The Night Mammoth wrote...
HYR 2.0 wrote...
It's not exactly what the catalyst does.
The cycle does not wipe out life, it immortalizes all advanced life into a new form.
It's nothing like, say, the geth wiping out the quarians on Rannoch. There is no attempt to clone them all back to life or anything, much less take their genetic material and upload it to a supercomputer. They're dead and gone. In time, they will be entirely forgotten. Not so with the civilizations the catalyst has preserved. They at least live on in some way.
The Reapers are very much the same idea as what one organic race did to preserve themselves over certain-death.
That doesn't make advanced life any less dead. I see nothing of value in storing some genetic material unless they're planning to do something with it. It's like burning every book in the world whilst keeping a single copy of each, but never letting anyone read it. Completely pointless.
So yes, aside from one minor detail which is completely irrelevant in the grand scheme of things, the Catalyst is doing the same thing synthetics apparently would.
No, they simply died in the process, but they are not dead at the end of it (chew on that one for a moment).
The Collector attack on the Normandy SR-1 killed Shepard, but that wasn't the last of him/her.
Mass Effect has clearly promoted the idea that you are your memories. Project Lazarus brought back Shepard because they had his brain. The Clone is not you because he doesn't have your brain. In that way, the Reapers have preserved entire civilizations by uploading their minds to form the collective.
Legion indicates they are a gestalt intelligence (like himself). Is the individual preserved? I would argue "yes," by virtue of their knowledge being stored and making up part of the collective. I don't think each mind is individually conscious (but collectively). You don't need to be conscious to be alive though.

### Entries supplied
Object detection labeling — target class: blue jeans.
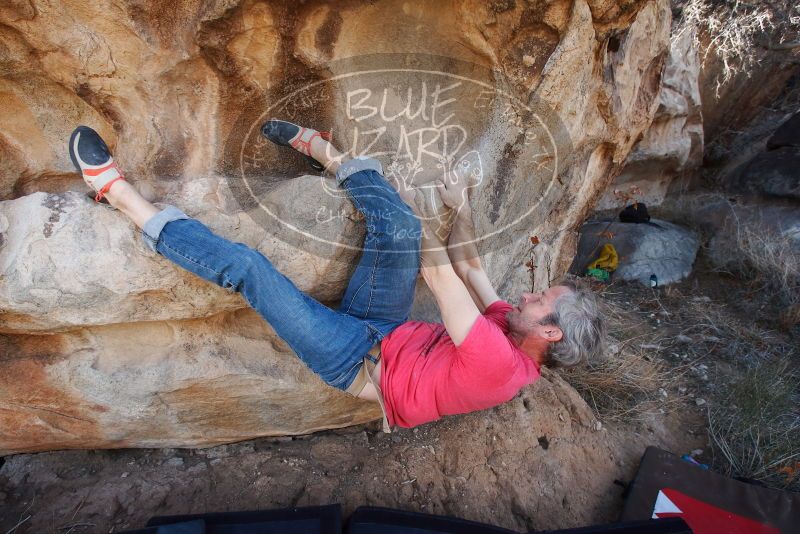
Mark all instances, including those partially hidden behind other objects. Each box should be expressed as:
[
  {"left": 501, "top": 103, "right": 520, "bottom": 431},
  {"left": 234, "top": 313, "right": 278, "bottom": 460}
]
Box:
[{"left": 142, "top": 159, "right": 421, "bottom": 390}]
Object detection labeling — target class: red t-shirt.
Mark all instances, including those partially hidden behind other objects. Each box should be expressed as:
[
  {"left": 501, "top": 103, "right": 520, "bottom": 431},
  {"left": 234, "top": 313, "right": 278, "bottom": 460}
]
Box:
[{"left": 381, "top": 300, "right": 539, "bottom": 428}]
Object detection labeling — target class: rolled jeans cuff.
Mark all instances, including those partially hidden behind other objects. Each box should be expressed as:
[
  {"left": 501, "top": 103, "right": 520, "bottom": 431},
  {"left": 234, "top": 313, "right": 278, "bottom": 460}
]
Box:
[
  {"left": 336, "top": 156, "right": 383, "bottom": 185},
  {"left": 142, "top": 206, "right": 190, "bottom": 252}
]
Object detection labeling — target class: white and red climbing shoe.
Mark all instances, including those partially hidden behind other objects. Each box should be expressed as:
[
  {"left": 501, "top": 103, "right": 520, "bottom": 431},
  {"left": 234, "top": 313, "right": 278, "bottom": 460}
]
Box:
[
  {"left": 261, "top": 119, "right": 331, "bottom": 171},
  {"left": 69, "top": 126, "right": 125, "bottom": 204}
]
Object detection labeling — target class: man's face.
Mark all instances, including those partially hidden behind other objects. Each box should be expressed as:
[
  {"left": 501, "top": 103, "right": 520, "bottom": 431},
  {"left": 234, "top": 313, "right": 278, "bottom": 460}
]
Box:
[{"left": 506, "top": 286, "right": 569, "bottom": 339}]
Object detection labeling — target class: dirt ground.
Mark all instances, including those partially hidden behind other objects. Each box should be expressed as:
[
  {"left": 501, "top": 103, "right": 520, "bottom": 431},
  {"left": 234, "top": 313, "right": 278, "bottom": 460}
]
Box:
[{"left": 7, "top": 273, "right": 768, "bottom": 533}]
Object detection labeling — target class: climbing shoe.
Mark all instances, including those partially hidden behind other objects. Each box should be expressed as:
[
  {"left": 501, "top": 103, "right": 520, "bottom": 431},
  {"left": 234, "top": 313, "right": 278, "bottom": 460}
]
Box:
[
  {"left": 261, "top": 119, "right": 331, "bottom": 171},
  {"left": 69, "top": 126, "right": 125, "bottom": 204}
]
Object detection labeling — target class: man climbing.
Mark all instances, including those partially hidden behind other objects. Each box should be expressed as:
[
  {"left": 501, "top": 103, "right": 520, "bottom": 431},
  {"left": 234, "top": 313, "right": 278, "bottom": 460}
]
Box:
[{"left": 69, "top": 119, "right": 603, "bottom": 428}]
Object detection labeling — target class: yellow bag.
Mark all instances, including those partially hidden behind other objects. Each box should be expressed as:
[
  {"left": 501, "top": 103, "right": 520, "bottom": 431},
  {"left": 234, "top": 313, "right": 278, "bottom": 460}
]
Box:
[{"left": 586, "top": 243, "right": 619, "bottom": 272}]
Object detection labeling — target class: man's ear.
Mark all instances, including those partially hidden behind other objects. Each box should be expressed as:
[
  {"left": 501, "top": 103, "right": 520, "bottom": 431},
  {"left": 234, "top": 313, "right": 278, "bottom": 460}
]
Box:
[
  {"left": 542, "top": 324, "right": 564, "bottom": 343},
  {"left": 532, "top": 324, "right": 564, "bottom": 343}
]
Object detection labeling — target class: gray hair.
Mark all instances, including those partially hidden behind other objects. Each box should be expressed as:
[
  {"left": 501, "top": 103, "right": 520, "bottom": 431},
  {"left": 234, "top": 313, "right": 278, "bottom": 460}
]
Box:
[{"left": 540, "top": 279, "right": 605, "bottom": 367}]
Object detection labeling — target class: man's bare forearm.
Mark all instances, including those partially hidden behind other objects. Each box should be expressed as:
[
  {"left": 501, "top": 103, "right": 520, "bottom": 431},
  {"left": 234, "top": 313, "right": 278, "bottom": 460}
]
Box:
[{"left": 447, "top": 203, "right": 481, "bottom": 274}]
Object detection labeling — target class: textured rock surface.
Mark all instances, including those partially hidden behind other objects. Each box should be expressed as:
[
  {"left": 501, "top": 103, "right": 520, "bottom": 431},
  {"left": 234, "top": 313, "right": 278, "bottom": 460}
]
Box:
[
  {"left": 597, "top": 27, "right": 703, "bottom": 210},
  {"left": 0, "top": 0, "right": 670, "bottom": 451},
  {"left": 572, "top": 219, "right": 700, "bottom": 286},
  {"left": 0, "top": 308, "right": 380, "bottom": 455},
  {"left": 767, "top": 113, "right": 800, "bottom": 150},
  {"left": 728, "top": 146, "right": 800, "bottom": 200}
]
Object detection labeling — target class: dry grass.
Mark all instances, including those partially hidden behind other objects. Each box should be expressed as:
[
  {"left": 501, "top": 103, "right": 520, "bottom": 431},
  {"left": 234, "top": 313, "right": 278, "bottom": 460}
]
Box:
[
  {"left": 561, "top": 288, "right": 686, "bottom": 421},
  {"left": 708, "top": 359, "right": 800, "bottom": 491},
  {"left": 717, "top": 226, "right": 800, "bottom": 326},
  {"left": 673, "top": 0, "right": 800, "bottom": 96},
  {"left": 562, "top": 276, "right": 800, "bottom": 490}
]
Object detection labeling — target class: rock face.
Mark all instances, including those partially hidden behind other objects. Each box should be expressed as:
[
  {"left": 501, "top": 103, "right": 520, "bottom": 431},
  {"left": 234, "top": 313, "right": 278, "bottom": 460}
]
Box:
[
  {"left": 731, "top": 146, "right": 800, "bottom": 200},
  {"left": 572, "top": 219, "right": 700, "bottom": 286},
  {"left": 0, "top": 0, "right": 670, "bottom": 453},
  {"left": 597, "top": 25, "right": 703, "bottom": 210}
]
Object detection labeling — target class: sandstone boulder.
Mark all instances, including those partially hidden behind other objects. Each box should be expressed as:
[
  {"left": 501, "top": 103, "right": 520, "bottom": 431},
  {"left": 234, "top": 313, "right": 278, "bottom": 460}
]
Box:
[
  {"left": 572, "top": 219, "right": 700, "bottom": 286},
  {"left": 767, "top": 113, "right": 800, "bottom": 150},
  {"left": 0, "top": 0, "right": 670, "bottom": 452}
]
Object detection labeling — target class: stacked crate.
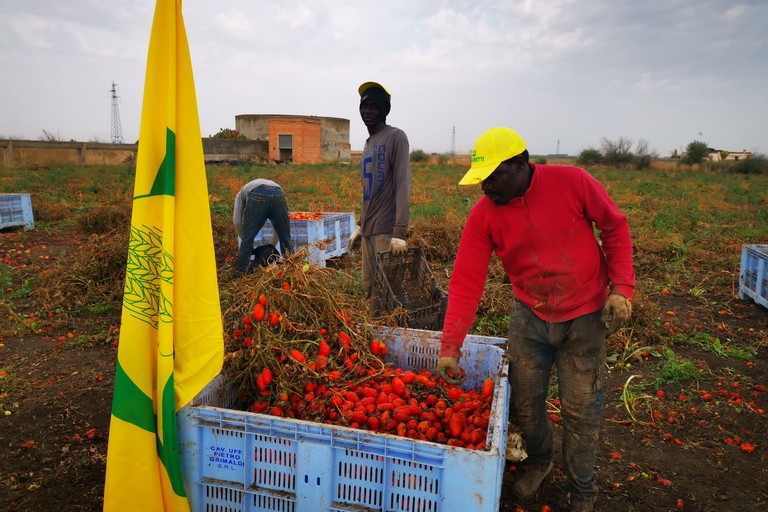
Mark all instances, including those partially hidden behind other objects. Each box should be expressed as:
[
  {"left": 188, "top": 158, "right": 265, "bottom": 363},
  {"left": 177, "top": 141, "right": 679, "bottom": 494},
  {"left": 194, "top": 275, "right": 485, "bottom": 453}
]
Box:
[
  {"left": 374, "top": 246, "right": 448, "bottom": 331},
  {"left": 0, "top": 194, "right": 35, "bottom": 229},
  {"left": 739, "top": 244, "right": 768, "bottom": 308},
  {"left": 178, "top": 328, "right": 510, "bottom": 512}
]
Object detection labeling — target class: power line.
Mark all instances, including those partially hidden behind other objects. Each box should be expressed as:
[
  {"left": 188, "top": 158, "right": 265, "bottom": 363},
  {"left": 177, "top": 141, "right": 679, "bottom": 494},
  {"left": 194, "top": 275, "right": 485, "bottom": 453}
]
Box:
[{"left": 110, "top": 82, "right": 123, "bottom": 144}]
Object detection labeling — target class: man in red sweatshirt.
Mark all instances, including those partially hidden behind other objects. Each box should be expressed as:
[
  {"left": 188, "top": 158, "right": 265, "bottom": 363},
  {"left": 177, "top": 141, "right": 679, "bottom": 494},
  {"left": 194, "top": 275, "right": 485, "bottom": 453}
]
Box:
[{"left": 437, "top": 128, "right": 635, "bottom": 512}]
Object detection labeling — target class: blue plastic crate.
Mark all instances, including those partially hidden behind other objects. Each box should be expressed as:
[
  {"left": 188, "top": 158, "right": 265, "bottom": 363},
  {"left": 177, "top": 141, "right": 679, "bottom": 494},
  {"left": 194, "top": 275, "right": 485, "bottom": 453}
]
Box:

### Tasks to perform
a - In the Mass Effect forum discussion, what reason is given for Project Lazarus being able to bring Shepard back?
b - Continue the Mass Effect forum discussion about the Reapers from the point where it stops.
The entries between this discussion and these tasks are taken from a separate source.

### Answers given
a - They had Shepard's brain.

b -
In the end, life is more important than lives to the catalyst. In some ways, that is sound. A culture (IMO) is defined by its collective knowledge, memories, traditions, and what have you that is passed down from each generation.
The Reaper basically embodies all of that sometime before its about to die out.
I don't understand.
Till now, I've always understood the Catalyst as killing off advanced organics before they can create advanced synthetics which will kill them and eventually all organic life, space-cows and all. I think it's a f*cking stupid motivation for the whole Reaper conflict to be based on and its introduction handled about as delicately as an airstrike meant to kill a termite infestation, but logically sound on a basic level.
Is your explanation different? Is the Catalyst simply killing advanced organics first to preserve their genetic material in Reaper form, instead of because they'll make synthetics which will wipe out all organic life (which is flora, fauna, bacteria etc.)?
Because, yo dawg, I hear you don't want to be killed by synthetics...
I thought, initially, that the argument was that synthetics would not only wipe out advanced organic life through conflict with them, but would over time eradicate all others by virtue of having no use for them.
However, EC seems to focus squarely on the issue conflict between both sides.
In that, you can't come into conflict with life that isn't sentient to begin with.
You're not in conflict with a tree when you cut it down.
Synthetics, even if they were to overrun the galaxy, would have no use for our planets, not really. Legion indicates living on asteroids is more efficient. Not to mention, new organic life could still be formed over time.